> **Requisito 1**:
No relato abaixo sobre a viagem de um colecionador a Frankfurt, liste todas as bandas mencionadas entre os CDs que ele comprou.

Pelo Mundo: um colecionador brasileiro em Frankfurt, na Alemanha


Não conheço um colecionador de discos que não tenha o desejo de viajar o mundo atrás de itens novos para o seu acervo. Nessa sessão vamos mostrar essas aventuras históricas em busca de álbuns raríssimos, entrando nos subterrâneos das mais diferentes cidades ao redor do planeta. 

Pra começar, confiram a incrível jornada de Sérgio Sierpinski pelas lojas de Frankfurt e a descoberta do inacreditável mercado de itens usados da cidade alemã.

Boa viagem!

Por Sérgio Luiz Sierpinski
Colecionador

Após passar um ano inteiro ralando como garçom em Portugal, decidi retornar para o vale de lágrimas chamado Brasil, mas antes me ocorreu fazer uma visita aos meus parentes na Alemanha. Minha irmã, meu cunhado (um português muito gente boa) e minha sobrinha moram em Frankfurt há mais de quatroze anos.

Pois bem. Comprei a minha passagem de ônibus para o dia 20 de janeiro e embarquei em uma terça-feira às 9 da manhã. Escolhi ir de ônibus pois assim é possível apreciar as belíssimas paisagens do Velho Continente in loco. Cortamos a Espanha, em San Sebastian (no País Basco) trocamos de ônibus e já à noite entramos na França com o frio e a neve batendo sem piedade. No dia seguinte paramos em Paris para um rápido café da manhã, e às 15:30 do dia 21 o ônibus estacionou na estação de Frankfurt.

Após conhecer os pontos turísticos da cidade e visitar os shoppings, fui atrás de lojas de CDs e passei horas nas prateleiras de heavy metal. Meu Deus!!!  Qualquer CD oficial de praticamente qualquer banda você encontrava por lá, e com preços excelentes (desde que você ganhe em euro, é claro). 

Nos dois primeiros dias já tinha gastado a minha cota em discos, e eu não havia comprado ainda nem 1/3 do que queria, pois a infinidade de títulos era de deixar qualquer um maluco. Pelas minhas contas tinha comprado uns 30 CDs, entre eles um box do Grave Digger, um box do Running Wild, alguns do Candlemass com slipcase, um box do Moonspell, enfim, inúmeros itens fantásticos. 

Tentei não passar mais nessas lojas e shopings nos 25 dias que fiquei em solo germânico, porém havia um objeto que queria muito comprar: uma caneca de choppe alemã, daquelas bem antigonas, artesanais, onde cabia quase um litro e tinha uma tampa que você abria e fechava com o polegar. Comentei com o meu cunhado, no que ele respondeu: "sem chance, isso só se encontra em museus aqui". Mas depois de pronunciar essas tristes palavras, ele me disse: "peraí, tem o mercado tradicional nas manhãs de sábado às margens do rio Main, podemos ir lá tentar procurar".

> **Registros de dados**:
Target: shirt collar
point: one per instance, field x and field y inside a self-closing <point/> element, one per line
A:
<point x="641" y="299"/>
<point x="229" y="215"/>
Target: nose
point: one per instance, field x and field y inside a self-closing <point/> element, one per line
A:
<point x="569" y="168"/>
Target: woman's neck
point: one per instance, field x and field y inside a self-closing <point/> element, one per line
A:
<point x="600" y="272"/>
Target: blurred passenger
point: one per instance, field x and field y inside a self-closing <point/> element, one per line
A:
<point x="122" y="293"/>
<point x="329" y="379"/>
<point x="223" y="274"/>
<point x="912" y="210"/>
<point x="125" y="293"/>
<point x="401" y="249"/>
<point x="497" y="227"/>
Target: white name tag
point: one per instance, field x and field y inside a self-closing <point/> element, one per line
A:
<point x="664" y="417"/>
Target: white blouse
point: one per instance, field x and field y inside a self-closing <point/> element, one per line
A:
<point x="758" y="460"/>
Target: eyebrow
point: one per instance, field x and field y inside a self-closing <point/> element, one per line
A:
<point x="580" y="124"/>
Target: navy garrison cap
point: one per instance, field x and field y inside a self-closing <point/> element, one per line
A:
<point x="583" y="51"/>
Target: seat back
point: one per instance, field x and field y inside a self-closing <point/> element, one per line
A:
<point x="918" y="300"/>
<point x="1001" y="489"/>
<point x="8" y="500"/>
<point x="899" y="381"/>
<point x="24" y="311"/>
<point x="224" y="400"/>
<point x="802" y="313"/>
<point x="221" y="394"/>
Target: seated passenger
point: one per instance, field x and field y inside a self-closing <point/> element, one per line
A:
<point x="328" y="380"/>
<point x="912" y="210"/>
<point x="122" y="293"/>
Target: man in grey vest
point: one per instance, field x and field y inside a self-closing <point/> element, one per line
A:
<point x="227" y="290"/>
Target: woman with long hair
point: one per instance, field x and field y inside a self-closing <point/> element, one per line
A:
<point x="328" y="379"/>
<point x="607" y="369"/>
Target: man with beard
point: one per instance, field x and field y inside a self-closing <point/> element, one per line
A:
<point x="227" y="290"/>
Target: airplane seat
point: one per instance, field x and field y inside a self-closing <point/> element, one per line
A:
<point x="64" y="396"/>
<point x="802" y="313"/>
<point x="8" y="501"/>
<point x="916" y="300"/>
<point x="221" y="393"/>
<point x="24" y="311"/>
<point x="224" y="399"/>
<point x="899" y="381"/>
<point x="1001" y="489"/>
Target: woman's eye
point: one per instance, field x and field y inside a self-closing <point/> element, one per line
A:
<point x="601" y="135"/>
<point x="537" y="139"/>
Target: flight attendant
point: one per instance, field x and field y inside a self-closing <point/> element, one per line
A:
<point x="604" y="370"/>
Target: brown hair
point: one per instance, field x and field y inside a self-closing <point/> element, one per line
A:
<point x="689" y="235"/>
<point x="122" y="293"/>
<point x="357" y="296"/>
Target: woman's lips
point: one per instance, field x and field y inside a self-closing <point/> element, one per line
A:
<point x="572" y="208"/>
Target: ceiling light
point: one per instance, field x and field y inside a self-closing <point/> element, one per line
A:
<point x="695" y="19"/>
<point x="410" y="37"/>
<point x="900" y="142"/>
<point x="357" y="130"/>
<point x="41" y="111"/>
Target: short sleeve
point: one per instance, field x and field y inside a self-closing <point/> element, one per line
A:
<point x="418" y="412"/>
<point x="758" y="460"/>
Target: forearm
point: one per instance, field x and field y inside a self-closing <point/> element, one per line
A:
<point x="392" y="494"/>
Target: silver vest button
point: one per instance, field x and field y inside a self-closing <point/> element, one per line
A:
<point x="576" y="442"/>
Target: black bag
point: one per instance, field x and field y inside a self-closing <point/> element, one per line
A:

---

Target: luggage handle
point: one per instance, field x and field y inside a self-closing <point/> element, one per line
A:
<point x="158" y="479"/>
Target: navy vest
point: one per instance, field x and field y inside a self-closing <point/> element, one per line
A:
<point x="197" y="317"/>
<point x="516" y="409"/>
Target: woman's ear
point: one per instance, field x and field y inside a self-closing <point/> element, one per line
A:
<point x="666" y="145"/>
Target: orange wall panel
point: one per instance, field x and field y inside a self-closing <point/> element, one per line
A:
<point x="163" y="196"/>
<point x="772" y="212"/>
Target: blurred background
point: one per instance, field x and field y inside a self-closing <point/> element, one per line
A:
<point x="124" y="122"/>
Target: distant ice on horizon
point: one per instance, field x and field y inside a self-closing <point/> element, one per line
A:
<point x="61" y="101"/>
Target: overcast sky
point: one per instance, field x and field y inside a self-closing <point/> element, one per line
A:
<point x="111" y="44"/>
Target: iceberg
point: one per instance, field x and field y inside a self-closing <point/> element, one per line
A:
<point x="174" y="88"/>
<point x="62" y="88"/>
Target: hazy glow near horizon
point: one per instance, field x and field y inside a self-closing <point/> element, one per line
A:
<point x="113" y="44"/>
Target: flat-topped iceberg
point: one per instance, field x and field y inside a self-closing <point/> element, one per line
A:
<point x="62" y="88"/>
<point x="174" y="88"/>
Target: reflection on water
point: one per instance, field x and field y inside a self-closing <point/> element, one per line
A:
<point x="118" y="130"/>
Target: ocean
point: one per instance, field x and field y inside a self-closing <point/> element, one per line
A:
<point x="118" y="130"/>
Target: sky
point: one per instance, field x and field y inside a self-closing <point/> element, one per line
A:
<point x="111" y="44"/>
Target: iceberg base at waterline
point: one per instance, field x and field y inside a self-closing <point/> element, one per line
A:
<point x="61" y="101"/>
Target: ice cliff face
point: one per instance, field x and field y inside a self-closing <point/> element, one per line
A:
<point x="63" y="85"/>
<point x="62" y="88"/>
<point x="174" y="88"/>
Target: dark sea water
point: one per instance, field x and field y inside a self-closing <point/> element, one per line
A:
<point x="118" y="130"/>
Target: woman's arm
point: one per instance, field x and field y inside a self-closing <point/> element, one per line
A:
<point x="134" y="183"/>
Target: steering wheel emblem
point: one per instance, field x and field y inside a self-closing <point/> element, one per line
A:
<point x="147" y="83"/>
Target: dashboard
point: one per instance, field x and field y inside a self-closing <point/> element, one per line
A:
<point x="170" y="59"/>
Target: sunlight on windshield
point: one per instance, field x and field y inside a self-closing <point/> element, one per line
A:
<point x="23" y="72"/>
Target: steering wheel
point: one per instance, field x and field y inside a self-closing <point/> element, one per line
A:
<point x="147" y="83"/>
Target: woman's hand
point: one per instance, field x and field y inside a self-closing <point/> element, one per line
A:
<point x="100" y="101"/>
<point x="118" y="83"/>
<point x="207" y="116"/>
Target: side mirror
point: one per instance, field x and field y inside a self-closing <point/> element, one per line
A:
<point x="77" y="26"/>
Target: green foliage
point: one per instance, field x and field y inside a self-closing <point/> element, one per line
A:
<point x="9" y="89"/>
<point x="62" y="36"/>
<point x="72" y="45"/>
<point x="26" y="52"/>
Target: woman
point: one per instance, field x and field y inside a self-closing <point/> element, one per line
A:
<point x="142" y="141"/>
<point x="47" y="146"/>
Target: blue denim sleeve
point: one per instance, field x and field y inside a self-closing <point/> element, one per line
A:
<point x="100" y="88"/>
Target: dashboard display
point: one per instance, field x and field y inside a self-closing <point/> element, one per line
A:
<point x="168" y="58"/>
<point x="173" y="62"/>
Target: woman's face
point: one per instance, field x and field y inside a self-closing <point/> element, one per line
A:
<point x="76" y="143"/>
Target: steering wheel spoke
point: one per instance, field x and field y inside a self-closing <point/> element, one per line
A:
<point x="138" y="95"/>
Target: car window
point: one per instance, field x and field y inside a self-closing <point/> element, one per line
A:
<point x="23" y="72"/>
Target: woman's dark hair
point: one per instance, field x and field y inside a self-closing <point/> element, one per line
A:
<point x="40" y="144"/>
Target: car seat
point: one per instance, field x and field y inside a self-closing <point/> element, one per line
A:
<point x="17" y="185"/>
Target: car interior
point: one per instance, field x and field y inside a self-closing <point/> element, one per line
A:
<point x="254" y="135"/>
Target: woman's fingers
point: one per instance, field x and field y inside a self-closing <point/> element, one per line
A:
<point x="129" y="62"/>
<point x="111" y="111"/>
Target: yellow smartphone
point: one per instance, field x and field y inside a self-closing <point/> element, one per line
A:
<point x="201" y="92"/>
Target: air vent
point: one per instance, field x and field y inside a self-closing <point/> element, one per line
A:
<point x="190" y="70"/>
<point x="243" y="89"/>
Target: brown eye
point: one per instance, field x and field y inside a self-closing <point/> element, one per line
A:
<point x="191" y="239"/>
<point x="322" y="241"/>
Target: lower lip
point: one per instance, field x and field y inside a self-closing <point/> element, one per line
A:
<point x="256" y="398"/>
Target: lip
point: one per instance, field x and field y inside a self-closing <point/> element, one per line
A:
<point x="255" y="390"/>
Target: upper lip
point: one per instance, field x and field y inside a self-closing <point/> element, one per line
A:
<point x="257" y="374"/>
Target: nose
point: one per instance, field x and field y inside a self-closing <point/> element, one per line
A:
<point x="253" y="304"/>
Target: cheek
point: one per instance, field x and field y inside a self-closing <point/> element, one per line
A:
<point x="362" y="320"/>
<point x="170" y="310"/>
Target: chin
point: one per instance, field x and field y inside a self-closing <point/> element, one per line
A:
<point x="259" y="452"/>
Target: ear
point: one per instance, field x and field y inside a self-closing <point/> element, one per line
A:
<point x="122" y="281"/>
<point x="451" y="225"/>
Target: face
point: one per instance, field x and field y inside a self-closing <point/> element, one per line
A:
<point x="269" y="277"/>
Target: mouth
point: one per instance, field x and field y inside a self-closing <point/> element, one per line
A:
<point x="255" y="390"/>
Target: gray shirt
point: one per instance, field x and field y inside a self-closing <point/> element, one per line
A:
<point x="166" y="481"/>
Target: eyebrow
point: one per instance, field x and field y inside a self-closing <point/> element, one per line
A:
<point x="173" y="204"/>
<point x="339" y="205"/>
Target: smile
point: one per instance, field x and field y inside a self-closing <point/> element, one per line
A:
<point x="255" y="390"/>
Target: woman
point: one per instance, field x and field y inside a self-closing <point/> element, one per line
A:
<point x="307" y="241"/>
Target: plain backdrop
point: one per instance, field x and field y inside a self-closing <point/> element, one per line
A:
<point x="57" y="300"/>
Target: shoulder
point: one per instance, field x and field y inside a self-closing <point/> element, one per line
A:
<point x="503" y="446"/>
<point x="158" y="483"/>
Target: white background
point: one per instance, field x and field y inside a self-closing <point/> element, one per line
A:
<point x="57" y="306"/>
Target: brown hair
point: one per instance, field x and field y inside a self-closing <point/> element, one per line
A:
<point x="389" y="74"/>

> **Requisito 2**:
Selecione cada linha dos registros acima que contenha a palavra "hair", levando em conta a diferença entre maiúsculas e minúsculas.

> **Resultado final 1**:
Grave Digger
Running Wild
Candlemass
Moonspell

> **Resultado final 2**:
Target: woman with long hair
Target: brown hair
Target: woman's dark hair
Target: brown hair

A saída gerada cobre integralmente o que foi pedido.